[SUPPLIED RECORDS]:
=-=-=-=-=

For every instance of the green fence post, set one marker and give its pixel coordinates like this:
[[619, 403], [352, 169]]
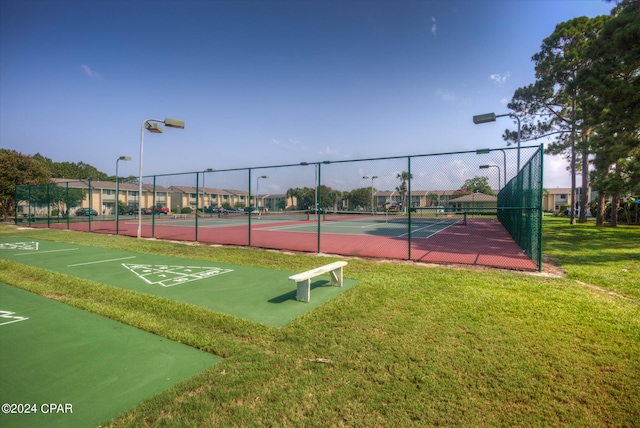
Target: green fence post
[[409, 208], [249, 208], [90, 202]]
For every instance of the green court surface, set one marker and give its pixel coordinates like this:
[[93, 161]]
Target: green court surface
[[261, 295], [64, 367]]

=-=-=-=-=

[EXERCISE INSTRUCTIONS]: Revise the lines from the one containing "For every instance of the green court" through the end of the records, both ends included, changing "court surface" to "playing surface" and leaving everything else unchanged. Return only those lines.

[EXPECTED ANSWER]:
For every instance of the green playing surface, set one marker and give its pixel coordinates like this:
[[93, 161]]
Target: green playing surface
[[261, 295], [64, 367]]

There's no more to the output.